**Task requirements**: Starting at the line that contains "Task: locate the window" and ending at the line that contains "Task: locate the black", the lines below are to be given again exactly, with nothing added.

**Entries provided**:

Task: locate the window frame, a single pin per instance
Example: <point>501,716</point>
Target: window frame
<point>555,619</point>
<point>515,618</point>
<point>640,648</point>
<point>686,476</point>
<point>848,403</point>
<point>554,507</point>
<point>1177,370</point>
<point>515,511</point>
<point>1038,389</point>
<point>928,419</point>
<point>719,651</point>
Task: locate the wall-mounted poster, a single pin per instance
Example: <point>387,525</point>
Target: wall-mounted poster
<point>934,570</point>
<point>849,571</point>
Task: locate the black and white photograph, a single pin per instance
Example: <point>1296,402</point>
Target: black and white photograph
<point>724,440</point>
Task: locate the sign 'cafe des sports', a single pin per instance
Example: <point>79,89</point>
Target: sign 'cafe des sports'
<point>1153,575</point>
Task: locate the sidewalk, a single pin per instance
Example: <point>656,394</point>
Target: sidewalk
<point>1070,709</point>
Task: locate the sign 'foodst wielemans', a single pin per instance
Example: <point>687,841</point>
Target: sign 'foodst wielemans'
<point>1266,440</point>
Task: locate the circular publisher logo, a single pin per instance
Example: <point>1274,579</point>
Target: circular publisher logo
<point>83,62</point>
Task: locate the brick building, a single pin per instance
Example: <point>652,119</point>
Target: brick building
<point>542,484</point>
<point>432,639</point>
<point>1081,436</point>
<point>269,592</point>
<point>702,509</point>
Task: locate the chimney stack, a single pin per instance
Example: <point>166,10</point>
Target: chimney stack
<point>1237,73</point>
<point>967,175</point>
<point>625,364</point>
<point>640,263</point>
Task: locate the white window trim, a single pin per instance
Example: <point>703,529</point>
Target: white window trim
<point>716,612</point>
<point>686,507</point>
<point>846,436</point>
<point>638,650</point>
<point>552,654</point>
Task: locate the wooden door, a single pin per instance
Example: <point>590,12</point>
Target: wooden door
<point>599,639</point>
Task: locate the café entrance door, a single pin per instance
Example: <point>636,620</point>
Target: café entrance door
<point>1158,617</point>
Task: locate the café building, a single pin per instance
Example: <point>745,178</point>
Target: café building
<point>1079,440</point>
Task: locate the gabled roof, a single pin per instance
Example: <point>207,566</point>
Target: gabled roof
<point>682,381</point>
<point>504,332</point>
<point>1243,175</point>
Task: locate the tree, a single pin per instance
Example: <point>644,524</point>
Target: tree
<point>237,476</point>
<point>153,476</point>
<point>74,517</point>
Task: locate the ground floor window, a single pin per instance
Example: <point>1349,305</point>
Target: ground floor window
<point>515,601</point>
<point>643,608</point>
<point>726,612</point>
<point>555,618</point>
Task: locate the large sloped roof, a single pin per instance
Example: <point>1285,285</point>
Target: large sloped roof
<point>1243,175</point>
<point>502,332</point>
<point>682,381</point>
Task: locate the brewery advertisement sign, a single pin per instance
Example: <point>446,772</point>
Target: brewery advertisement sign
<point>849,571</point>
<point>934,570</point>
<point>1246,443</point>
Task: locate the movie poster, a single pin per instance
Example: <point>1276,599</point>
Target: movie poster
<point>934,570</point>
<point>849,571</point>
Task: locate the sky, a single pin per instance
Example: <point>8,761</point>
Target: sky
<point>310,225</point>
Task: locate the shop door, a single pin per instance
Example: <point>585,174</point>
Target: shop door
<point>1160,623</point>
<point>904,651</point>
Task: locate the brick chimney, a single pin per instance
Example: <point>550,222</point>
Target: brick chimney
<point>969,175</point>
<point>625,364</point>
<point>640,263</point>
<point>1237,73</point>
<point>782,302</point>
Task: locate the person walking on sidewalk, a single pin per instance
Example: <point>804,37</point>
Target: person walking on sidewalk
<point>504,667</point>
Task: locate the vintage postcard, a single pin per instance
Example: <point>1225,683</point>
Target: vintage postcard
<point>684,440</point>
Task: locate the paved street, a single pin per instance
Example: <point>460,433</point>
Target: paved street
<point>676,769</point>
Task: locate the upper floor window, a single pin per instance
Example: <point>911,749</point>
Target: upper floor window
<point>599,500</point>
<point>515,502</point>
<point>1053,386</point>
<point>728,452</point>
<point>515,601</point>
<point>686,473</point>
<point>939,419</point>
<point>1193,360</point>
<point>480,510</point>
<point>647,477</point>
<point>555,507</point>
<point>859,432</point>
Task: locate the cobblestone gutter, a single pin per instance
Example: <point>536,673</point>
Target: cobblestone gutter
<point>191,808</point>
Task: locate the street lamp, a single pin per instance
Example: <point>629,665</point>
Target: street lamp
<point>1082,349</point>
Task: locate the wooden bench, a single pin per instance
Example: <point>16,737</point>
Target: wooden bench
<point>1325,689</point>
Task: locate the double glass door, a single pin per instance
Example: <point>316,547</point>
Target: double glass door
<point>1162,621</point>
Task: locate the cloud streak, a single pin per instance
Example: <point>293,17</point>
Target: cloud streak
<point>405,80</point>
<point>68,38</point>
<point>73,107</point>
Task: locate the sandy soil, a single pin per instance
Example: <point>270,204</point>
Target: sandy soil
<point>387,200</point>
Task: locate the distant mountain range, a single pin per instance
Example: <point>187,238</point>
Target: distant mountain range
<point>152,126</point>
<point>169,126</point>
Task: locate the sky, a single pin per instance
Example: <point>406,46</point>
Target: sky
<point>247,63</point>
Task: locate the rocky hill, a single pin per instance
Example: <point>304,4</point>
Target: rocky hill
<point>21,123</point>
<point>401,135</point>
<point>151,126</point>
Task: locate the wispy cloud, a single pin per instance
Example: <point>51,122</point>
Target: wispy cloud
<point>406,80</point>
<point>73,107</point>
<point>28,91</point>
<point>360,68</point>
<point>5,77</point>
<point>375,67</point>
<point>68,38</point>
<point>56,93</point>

* * *

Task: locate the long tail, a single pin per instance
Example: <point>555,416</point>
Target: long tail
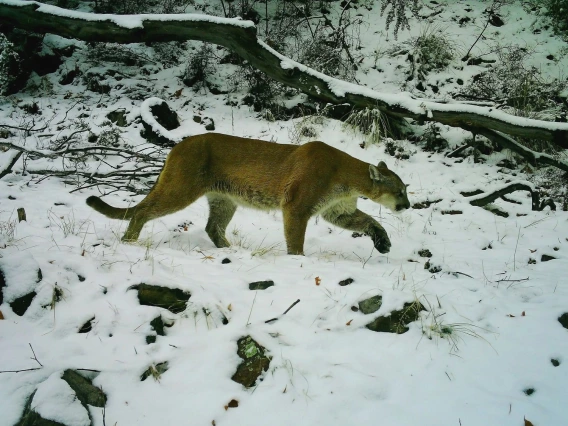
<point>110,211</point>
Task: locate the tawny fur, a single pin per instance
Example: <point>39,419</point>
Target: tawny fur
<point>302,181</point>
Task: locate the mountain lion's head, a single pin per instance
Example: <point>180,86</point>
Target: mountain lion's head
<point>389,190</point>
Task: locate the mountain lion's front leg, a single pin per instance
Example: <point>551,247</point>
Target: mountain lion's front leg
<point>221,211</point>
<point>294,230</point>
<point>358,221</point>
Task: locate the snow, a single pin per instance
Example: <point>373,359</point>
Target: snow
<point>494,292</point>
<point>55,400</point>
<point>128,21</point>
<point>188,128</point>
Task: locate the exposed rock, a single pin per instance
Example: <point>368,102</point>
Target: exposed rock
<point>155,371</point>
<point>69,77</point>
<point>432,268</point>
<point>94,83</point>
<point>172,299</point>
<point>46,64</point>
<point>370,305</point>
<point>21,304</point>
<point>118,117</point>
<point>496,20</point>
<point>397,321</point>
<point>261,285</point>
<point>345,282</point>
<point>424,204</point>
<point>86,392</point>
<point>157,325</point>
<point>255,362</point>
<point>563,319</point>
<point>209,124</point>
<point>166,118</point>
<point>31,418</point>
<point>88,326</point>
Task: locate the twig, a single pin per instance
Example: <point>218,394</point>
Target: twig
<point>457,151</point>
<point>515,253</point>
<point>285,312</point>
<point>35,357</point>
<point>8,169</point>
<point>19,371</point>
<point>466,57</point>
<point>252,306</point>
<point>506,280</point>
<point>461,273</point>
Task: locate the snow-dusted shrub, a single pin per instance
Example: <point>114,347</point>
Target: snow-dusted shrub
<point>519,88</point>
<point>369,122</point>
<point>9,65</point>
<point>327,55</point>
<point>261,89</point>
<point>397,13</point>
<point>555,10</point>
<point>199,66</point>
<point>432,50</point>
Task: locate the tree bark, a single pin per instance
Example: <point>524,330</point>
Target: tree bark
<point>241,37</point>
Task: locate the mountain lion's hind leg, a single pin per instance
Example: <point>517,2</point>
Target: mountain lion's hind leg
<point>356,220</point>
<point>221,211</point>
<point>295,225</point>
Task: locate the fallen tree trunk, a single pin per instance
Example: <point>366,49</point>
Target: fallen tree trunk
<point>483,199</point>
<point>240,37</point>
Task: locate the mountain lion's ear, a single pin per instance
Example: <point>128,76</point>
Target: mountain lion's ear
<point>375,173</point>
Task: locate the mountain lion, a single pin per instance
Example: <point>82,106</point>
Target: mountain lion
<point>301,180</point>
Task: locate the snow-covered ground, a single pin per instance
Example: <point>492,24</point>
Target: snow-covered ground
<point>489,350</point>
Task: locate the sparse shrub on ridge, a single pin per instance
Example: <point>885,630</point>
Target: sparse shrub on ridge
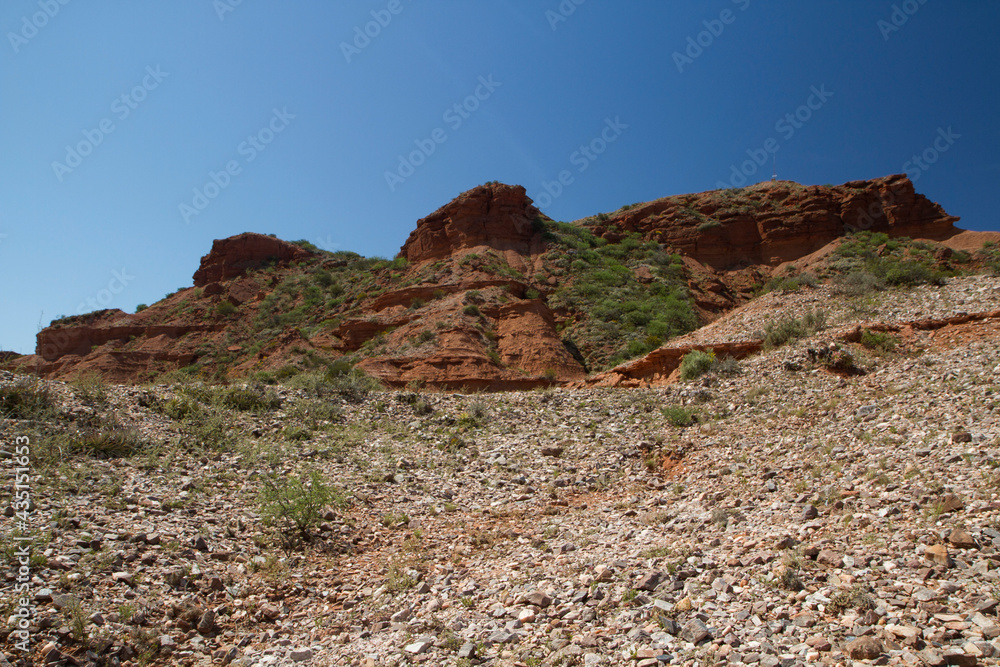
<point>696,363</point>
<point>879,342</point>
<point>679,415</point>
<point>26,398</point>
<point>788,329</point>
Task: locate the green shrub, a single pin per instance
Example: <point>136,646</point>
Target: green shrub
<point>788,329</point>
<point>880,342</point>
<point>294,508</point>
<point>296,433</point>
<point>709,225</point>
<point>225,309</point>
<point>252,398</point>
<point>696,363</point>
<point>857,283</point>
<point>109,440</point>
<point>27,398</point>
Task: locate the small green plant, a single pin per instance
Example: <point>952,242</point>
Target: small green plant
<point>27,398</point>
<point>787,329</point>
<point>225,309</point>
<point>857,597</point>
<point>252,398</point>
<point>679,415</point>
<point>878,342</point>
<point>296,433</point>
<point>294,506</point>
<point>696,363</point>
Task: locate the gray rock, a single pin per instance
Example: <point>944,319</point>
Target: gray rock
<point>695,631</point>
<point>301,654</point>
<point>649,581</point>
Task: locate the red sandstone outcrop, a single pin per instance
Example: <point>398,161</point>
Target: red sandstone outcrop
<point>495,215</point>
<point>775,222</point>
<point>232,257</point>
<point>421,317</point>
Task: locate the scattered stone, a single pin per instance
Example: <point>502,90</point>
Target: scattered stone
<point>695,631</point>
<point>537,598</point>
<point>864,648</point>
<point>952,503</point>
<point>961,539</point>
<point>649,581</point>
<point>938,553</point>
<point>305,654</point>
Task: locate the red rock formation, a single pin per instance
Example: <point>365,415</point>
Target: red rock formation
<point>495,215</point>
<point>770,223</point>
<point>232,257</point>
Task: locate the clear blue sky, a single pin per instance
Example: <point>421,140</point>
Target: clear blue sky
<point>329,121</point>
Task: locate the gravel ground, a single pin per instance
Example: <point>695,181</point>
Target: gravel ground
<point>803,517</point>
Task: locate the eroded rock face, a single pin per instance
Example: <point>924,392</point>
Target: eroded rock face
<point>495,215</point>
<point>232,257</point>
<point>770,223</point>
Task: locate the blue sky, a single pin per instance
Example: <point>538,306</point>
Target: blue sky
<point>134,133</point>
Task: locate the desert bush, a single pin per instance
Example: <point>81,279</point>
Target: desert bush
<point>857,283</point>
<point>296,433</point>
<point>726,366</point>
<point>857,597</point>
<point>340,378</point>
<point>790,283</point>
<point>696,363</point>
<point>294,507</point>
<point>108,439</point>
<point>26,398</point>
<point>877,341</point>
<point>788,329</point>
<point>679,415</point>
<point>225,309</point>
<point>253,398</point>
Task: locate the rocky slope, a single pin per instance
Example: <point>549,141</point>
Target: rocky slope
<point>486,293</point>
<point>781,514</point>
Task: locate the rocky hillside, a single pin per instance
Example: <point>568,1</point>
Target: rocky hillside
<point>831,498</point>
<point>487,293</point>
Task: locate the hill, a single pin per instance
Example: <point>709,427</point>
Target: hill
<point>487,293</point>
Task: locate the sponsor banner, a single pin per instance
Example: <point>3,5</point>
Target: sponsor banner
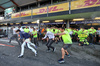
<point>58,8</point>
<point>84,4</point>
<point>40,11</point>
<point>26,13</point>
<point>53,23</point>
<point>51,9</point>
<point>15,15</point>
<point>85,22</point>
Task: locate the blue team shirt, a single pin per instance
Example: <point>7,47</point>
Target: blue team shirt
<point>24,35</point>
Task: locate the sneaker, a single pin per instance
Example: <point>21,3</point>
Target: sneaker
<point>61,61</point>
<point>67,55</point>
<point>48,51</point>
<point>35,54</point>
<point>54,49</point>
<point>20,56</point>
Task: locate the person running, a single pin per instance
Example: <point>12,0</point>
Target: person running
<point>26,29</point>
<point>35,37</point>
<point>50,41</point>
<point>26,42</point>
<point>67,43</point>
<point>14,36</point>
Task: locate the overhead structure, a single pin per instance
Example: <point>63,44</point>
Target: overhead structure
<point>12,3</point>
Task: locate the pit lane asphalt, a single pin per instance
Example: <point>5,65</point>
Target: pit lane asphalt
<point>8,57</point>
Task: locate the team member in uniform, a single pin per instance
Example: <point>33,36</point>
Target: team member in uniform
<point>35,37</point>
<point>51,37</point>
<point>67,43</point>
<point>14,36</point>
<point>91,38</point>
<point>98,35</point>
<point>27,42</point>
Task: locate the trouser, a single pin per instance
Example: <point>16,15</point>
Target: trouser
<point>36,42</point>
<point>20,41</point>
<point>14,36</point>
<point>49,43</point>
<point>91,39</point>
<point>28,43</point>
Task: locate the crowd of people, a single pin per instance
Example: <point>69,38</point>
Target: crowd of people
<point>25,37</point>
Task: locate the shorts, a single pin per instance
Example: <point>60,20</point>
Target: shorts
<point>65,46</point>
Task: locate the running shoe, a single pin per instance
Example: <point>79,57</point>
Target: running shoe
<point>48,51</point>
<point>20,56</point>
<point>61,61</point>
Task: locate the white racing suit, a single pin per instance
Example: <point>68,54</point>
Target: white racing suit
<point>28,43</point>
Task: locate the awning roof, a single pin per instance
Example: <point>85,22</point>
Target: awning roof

**Your solution**:
Task: locate the window frame, a single pin per instance
Example: <point>501,716</point>
Target: window frame
<point>555,619</point>
<point>515,618</point>
<point>640,648</point>
<point>686,476</point>
<point>848,403</point>
<point>554,507</point>
<point>1177,370</point>
<point>515,511</point>
<point>1038,389</point>
<point>928,419</point>
<point>719,651</point>
Task: locate the wall-mounted poster, a single pin per instance
Example: <point>387,525</point>
Target: wall-mounted poster
<point>934,570</point>
<point>849,571</point>
Task: locate the black and white photograph, a single pin per instance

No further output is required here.